## Exercise details
Report every line in the entries below that contains the word "Above". Case matters.

## Box-labeled dataset extracts
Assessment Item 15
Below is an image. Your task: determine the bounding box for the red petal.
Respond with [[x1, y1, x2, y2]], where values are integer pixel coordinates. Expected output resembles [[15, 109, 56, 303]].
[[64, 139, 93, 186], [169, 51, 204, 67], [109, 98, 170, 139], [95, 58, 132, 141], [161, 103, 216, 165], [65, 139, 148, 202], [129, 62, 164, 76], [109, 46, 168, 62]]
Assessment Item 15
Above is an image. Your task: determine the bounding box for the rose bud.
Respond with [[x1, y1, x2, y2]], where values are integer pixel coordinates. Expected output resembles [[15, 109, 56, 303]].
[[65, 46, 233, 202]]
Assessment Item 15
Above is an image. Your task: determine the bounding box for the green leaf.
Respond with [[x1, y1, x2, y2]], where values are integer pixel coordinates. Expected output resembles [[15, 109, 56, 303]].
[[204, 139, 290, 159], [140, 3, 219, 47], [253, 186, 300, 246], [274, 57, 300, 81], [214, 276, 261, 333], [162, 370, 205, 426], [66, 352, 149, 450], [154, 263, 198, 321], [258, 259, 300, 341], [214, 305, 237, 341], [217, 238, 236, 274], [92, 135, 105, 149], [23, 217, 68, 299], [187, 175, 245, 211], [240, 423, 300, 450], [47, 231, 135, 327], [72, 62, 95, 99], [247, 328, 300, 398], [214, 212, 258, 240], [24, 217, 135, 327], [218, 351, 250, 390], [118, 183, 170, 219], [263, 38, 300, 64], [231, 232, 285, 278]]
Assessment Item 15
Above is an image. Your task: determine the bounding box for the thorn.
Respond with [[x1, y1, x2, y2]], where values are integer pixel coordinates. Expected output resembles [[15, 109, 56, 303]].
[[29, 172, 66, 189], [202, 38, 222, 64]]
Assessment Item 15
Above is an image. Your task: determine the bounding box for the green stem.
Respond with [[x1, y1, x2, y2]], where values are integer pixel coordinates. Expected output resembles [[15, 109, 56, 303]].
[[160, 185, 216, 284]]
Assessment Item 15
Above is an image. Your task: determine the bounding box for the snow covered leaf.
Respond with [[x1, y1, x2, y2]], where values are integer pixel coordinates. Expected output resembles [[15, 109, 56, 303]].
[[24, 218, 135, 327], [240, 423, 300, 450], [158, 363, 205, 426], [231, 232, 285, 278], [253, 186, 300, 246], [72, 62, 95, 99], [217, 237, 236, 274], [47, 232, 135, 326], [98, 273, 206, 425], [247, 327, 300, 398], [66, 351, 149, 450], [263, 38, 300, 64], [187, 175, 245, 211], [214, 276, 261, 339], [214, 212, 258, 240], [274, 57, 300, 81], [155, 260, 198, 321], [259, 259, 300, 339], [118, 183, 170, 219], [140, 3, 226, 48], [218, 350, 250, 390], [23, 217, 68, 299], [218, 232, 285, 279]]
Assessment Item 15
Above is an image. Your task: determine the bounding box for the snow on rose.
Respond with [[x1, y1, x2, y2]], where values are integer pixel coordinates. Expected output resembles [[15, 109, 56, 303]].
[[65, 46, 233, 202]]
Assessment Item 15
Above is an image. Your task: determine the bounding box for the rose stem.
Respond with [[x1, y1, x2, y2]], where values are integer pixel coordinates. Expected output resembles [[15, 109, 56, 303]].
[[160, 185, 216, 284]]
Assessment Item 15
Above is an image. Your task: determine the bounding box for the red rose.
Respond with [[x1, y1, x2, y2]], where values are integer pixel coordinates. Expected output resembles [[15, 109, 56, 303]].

## Answer to the problem
Above is an image. Your task: determine the bounding box for the rose bud.
Above is an image. Your task: determine the bounding box for the green leaf.
Above is an image. Your task: determine the bounding box for the thorn.
Above is an image. Your task: determine the bounding box for the green stem.
Above is an image. Your task: determine the bounding box for the snow covered leaf.
Above is an image. Your task: determine the bounding box for the snow on rose.
Above is an image. Your task: determine the bounding box for the rose stem.
Above is an image. Your task: determine the bounding box for the red rose.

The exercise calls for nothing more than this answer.